** start Text provided **
If you can, visit the James Michener Art Museum in Doylestown, the town in which James Michener grew up. Not only does it feature some wonderful art exhibits, but it also features a compact but amazingly informative and well-placed exhibit on James Michener himself.
You will see, among other things, all the novels and articles he wrote, gathered on shelves and under glass. Hawaii and The Source were two of his most ambitious efforts. Then there were the books about American States and their origins, and his earlier autobiographical works. There was Tales of the South Pacific, which inspired the show of almost the same name. There were books about other areas of the world.
And then there was Caravans (1963). A bestseller at the time, it garners little attention today. And yet, it was perhaps one of his most prescient -and for me, likable- works. He pontificated the least. Somehow it came across to me as having been written more from the heart, although I am sure he himself would have said that all his books were written from the heart. He did serve in the area of South Asia (and also Southeast Asia) and stayed there for a few years.
The new kid on the block, Mark Miller, an American of German Jewish origins on the staff of the American embassy in Afghanstan, has been told to find a young American woman, married to an Afghani engineer, who disappeared. This is 1946, when Afghanistan is just coming out of the stone age and its cities are also just starting to become somewhat cosmopolitan. There is a stark rift between the educated upper class and the strongly religious, less educated class of the villages. (Interestingly, though, there are mullahs -holy men of Islam- in both camps.)
** end Text provided **
** start Record list **
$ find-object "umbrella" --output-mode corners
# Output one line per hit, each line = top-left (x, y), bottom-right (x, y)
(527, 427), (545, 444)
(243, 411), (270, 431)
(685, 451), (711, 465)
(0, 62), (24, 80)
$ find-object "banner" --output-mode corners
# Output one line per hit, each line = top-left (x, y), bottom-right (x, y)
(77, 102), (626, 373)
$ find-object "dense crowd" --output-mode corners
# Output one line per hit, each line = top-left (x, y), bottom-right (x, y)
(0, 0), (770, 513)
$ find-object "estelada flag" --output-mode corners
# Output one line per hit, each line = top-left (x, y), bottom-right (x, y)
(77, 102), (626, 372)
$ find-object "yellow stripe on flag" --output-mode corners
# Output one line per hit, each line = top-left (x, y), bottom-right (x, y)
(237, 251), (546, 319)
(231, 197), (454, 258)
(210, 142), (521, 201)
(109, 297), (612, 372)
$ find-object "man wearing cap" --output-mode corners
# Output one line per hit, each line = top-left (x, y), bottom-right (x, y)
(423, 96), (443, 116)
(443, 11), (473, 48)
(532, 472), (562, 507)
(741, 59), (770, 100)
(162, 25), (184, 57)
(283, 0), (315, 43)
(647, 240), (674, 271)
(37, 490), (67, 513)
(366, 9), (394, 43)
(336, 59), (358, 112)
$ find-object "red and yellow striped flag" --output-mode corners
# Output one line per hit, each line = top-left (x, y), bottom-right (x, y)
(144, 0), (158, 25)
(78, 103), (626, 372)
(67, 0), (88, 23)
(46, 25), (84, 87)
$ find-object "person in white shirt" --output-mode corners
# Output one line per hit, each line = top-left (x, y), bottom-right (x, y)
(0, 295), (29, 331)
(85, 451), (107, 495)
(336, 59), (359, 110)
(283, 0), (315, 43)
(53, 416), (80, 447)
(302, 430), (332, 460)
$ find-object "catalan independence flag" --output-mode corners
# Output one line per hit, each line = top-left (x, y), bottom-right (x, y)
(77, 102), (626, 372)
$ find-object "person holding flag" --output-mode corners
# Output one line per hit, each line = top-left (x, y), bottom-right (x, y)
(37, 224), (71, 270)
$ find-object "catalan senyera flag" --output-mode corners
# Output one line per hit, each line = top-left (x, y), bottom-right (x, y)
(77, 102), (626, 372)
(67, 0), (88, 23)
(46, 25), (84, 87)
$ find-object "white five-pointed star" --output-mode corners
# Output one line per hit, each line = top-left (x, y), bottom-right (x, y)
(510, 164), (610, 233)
** end Record list **
Request 1 —
Could you write out the text on James Michener from "And then there" up to and including "a few years.", switching "heart" to "soul"?
Request 2 —
Can you pick up the text on James Michener after its final sentence and keep it going?
This data has no connection to the text on James Michener.

Response 1 —
And then there was Caravans (1963). A bestseller at the time, it garners little attention today. And yet, it was perhaps one of his most prescient -and for me, likable- works. He pontificated the least. Somehow it came across to me as having been written more from the soul, although I am sure he himself would have said that all his books were written from the soul. He did serve in the area of South Asia (and also Southeast Asia) and stayed there for a few years.

Response 2 —
It turns out that Ellen Jasper, a young woman bored with insular, middle class values of the small American town in which she grew up, also left her Afghani husband, not because she had problems with being his second wife -she loved and respected his first wife- but because she felt he was too bourgeois, too middle class. She seemed to yearn for something she could not name, according to the accounts of those who knew her.
Michener seemed to have predicted the rise of anti-establishment, hippie women and feminists as well, for women like Ellen Jasper would flood campuses and become the spokeswomen for the Women's Movement, as well as its writers, speakers and artists.
Not that Michener is always kind to her - he suggests that she is promiscuous and selfish, perhaps narcissistic. But she is beautiful, intelligent and powerful in her wants and articulate in their defense.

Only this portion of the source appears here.